## GOAL
Put every line of the records below into a numbered list, leaving out any blank lines.

## RECORDS TO USE
::::::::::

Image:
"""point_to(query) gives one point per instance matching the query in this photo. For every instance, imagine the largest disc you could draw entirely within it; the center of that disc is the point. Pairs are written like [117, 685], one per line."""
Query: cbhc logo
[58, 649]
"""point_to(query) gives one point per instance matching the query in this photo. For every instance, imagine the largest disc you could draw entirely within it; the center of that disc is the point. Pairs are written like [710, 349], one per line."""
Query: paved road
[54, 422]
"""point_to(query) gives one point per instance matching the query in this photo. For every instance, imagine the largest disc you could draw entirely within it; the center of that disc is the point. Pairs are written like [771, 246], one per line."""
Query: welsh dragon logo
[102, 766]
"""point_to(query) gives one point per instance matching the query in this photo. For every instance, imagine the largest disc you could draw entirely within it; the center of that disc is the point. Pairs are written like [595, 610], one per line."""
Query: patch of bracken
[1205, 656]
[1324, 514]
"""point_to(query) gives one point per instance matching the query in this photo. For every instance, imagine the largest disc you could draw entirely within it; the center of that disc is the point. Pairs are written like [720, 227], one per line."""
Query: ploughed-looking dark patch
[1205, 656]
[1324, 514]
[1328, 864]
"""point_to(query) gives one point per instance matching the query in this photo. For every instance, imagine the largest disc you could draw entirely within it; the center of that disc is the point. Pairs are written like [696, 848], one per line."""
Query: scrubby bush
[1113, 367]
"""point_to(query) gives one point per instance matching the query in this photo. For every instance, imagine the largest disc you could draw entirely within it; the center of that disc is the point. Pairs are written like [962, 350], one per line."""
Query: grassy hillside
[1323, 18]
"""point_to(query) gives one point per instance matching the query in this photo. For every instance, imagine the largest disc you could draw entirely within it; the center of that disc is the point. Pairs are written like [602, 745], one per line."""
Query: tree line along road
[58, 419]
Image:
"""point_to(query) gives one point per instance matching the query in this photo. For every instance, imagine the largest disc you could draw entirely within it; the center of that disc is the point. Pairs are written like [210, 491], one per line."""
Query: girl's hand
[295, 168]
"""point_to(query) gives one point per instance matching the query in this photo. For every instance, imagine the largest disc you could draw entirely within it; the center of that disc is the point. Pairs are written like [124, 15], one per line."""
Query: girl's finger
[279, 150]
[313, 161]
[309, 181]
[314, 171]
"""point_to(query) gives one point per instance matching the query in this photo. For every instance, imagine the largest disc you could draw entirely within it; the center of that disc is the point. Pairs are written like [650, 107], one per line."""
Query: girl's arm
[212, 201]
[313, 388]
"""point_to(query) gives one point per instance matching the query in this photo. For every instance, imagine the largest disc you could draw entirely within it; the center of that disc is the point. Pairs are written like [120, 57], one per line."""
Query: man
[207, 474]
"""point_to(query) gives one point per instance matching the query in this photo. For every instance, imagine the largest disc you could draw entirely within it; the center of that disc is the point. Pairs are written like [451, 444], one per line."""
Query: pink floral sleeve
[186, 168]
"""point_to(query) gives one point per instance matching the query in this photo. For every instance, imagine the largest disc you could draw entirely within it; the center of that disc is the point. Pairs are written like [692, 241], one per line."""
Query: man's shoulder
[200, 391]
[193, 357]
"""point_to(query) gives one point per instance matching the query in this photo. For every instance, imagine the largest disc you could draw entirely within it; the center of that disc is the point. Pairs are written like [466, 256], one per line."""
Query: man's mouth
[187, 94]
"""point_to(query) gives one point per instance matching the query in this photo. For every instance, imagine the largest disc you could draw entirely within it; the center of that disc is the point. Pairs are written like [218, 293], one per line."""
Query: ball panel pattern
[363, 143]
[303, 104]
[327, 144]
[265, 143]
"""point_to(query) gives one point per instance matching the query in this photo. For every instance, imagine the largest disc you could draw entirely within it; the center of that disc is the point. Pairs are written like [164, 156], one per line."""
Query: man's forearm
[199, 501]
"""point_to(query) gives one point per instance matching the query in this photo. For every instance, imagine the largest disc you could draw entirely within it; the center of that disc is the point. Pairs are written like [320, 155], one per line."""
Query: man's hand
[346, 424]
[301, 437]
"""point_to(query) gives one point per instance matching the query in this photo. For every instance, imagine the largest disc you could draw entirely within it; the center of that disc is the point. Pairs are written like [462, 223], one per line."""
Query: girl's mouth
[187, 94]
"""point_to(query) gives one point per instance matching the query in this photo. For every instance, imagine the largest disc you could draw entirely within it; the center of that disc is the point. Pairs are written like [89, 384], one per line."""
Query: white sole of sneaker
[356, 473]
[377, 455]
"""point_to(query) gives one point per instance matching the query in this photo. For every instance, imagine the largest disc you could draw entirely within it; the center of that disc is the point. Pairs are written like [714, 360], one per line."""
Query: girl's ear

::::::::::

## COMPLETE OUTPUT
1. Image:
2. """point_to(query) gives one point per instance matching the query in this photo. For every instance, imagine the largest disc you could draw entirely within it; the center of that disc is the point. Pairs are written like [117, 685], one per line."""
3. Query: cbhc logo
4. [58, 649]
5. """point_to(query) gives one point per instance matching the query in this photo. For every instance, imagine the largest disc you could draw entirely within it; the center of that disc is the point. Pairs are written like [710, 349], one per line."""
6. Query: paved road
7. [54, 422]
8. """point_to(query) gives one point per instance matching the query in this photo. For every instance, imagine the largest disc you could draw entirely within it; the center of that disc is the point. Pairs are written like [771, 246], one per line."""
9. Query: welsh dragon logo
10. [102, 766]
11. """point_to(query) gives one point per instance matching the query in this photo. For every instance, imagine the largest disc you could draw entirely within it; the center of that disc is the point. Pairs are written like [595, 610], one per line."""
12. Query: patch of bracken
13. [1205, 656]
14. [1324, 514]
15. """point_to(query) gives one point per instance matching the query in this photo. For every instance, imagine the largest disc you could draw entirely within it; the center of that disc is the point. Pairs are written like [720, 227], one per line."""
16. Query: ploughed-looking dark patch
17. [1205, 656]
18. [1324, 514]
19. [1328, 864]
20. """point_to(query) gives one point per instance matching the query in this photo. For every instance, imagine the largest disc you could draw entirely within it; the center of that disc is the point. Pairs are written like [696, 848], one per line."""
21. Query: scrubby bush
22. [1113, 367]
23. """point_to(query) gives one point per instance matching the query in this photo. For every instance, imagine the largest disc you could draw entirely within it; the center of that disc is the point. Pairs are written like [962, 350], one per line."""
24. Query: grassy hillside
25. [1323, 18]
26. """point_to(query) gives one point per instance matching the query in this photo. For every instance, imagine the largest disc you could draw entirely within it; the center of that disc is the point. Pairs are written like [602, 745], one per line."""
27. Query: tree line along road
28. [58, 419]
29. Image:
30. """point_to(query) gives one point per instance matching the query in this photo. For every instance, imagine the largest disc you could draw entirely within it; the center of that disc is the point. Pairs are written like [210, 491], one per line."""
31. Query: girl's hand
32. [295, 168]
33. """point_to(query) gives one point per instance matching the query in this photo. For every instance, imagine the largest disc you could draw entirely within it; the center of that disc is the point. Pairs are written like [124, 15], one per line."""
34. Query: girl's finger
35. [279, 150]
36. [313, 161]
37. [309, 181]
38. [314, 171]
39. """point_to(query) gives one point per instance matching the query in this photo. For every instance, imagine the largest disc you could draw entirely within it; the center of that disc is the point. Pairs are written like [650, 107], one per line."""
40. Query: girl's arm
41. [212, 201]
42. [313, 388]
43. """point_to(query) gives one point per instance matching the query in this photo. For every instance, imagine the largest disc you could draw entirely within it; the center of that disc is the point. Pairs are written like [120, 57], one per line."""
44. Query: man
45. [207, 474]
46. """point_to(query) gives one point per instance matching the query in this photo. For every instance, imagine the largest disc you could draw entirely within it; the center of that disc is the point. Pairs are written like [451, 444], one per line."""
47. Query: pink floral sleeve
48. [186, 168]
49. """point_to(query) gives one point per instance matching the query in this photo. For every instance, imagine the largest disc you could draw entirely within it; the center of that disc is the point. Pairs are written like [692, 241], one per line."""
50. Query: man's shoulder
51. [200, 391]
52. [193, 357]
53. """point_to(query) gives one point per instance matching the query in this photo. For every instance, imagine the largest disc you could draw entirely within it; the center of that disc is the point. Pairs are written like [466, 256], one per line."""
54. Query: man's mouth
55. [187, 94]
56. """point_to(query) gives one point per instance matching the query in this photo. For every instance, imagine the largest disc you could draw entirely within it; the center of that disc is the point. Pairs are written like [218, 293], one per line."""
57. Query: ball panel pattern
58. [363, 143]
59. [303, 104]
60. [327, 144]
61. [265, 143]
62. """point_to(query) gives one point per instance matching the query in this photo. For every instance, imagine the largest disc you could draw entirely within it; the center of that disc is the point. Pairs are written like [164, 156], one per line."""
63. Query: man's forearm
64. [199, 501]
65. """point_to(query) gives one point per instance matching the query in this photo. For every instance, imagine the largest disc you could draw entirely within it; the center of that disc is the point. Pairs are written like [320, 155], one per line."""
66. Query: man's hand
67. [346, 424]
68. [301, 437]
69. """point_to(query) gives one point per instance matching the query in this photo. For every instance, imagine the largest disc you could draw entirely within it; the center of that disc is the point. Pairs are written like [462, 223], one per line."""
70. Query: girl's mouth
71. [187, 94]
72. """point_to(query) gives one point per instance matching the query in this photo. For every instance, imagine the largest disc you could draw entirely within it; the center of that disc is the point. Pairs are written like [89, 384], one per line."""
73. Query: white sole of sneaker
74. [356, 473]
75. [377, 455]
76. """point_to(query) gives one point per instance matching the query in this photo. For every instance, imagine the largest disc you could draw entirely within it; the center of that disc is the point. Pairs are written like [714, 360], one per line."""
77. Query: girl's ear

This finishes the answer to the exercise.